* BEGIN PASSAGE *
Ok. This is fair. 120933984460 is indeed problematic.

> Now lets talk about BPF_TCX_EGRESS:
>
>> bpf_mprog_query() and tcx_prog_query() were only introduced there.
>> How come your userspace passes shorter uatter to query newer
>> BPF_TCX_EGRESS attachment?
>
> I understand your point, but two common cases exist where userspace
> will legitimately query BPF_TCX_EGRESS with a 40-byte structure:
>
> First, a generic BPF querying tool (assume it called `./bpf-query`)
> compiled in 2020 (when the query buffer size was 40 bytes) might
> accept the attach type dynamically from the command line:
>   ./bpf-query --type 47 --fd 3  # 47 is BPF_TCX_EGRESS

Don't buy this at all. This one is clearly a user space bug.

> Add gating to the TCX path, will not be able to fix the legacy cgroup
> query path. As shown above, the cgroup query path has the exact same
> OOB writeback regression affecting legacy userspace. Since we must
> plumb uattr_size to cgroup.c to resolve the cgroup regression safely,
> applying the same consistent size-gating in bpf_mprog_query() seemed
> like the most consistent and robust architectural path.

Not really. Your patch adds checks to what looks like "random" copy_to_user()
places. This thread is clear indication that it's not a "robust architectural path".

True robust path would be to wrap every copy_to_user() into another helper
that takes uattr start pointer and size, does extra check, and
returns something like ENOSPC (and not EFAULT),
but that would be a significant churn.

So I prefer a minimal patch that add single check in bpf_prog_query()
that checks that user space supplied buffer is large enough for attr->query.
If not -> EFAULT. That would be better than overwritting.
One can argue that partial copy_to_user() in __cgroup_bpf_query()
should still be allowed, but I'm against partial and
inconsistent queries.
query.revision might seem benign, but if we do it for all copy_to_user()
we better return ENOSPC to differentiate vs EFAULT to tell user space
to fix itself.


^ permalink raw reply	[flat|nested] 17+ messages in thread

* Re: [PATCH bpf-next 1/2] bpf: align syscall writeback behavior with caller-declared size
  2026-05-29  1:03           ` Alexei Starovoitov
@ 2026-05-29  4:44             ` Yuyang Huang
  0 siblings, 0 replies; 17+ messages in thread
From: Yuyang Huang @ 2026-05-29  4:44 UTC (permalink / raw)
* END PASSAGE *
* BEGIN MATERIAL SUPPLIED *
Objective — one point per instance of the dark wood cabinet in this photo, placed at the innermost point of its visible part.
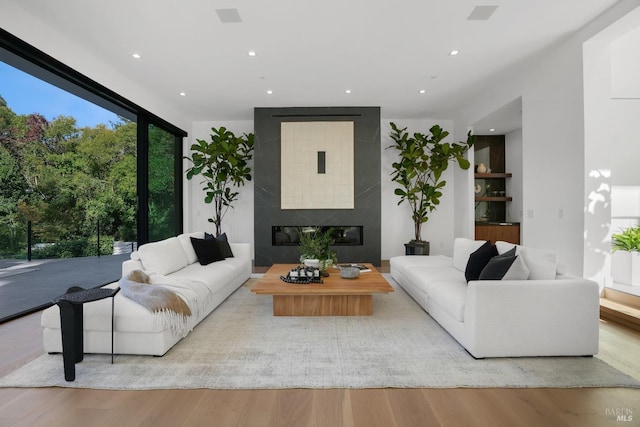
(506, 232)
(491, 196)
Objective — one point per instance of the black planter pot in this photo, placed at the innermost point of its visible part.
(416, 247)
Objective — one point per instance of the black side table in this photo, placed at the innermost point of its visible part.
(72, 324)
* END MATERIAL SUPPLIED *
REQUIRED WORK →
Please quote the stretch of the mailing-list reply from "that checks that" through "copy_to_user() in __cgroup_bpf_query()", word for word.

CORRECT OUTPUT →
that checks that user space supplied buffer is large enough for attr->query.
If not -> EFAULT. That would be better than overwritting.
One can argue that partial copy_to_user() in __cgroup_bpf_query()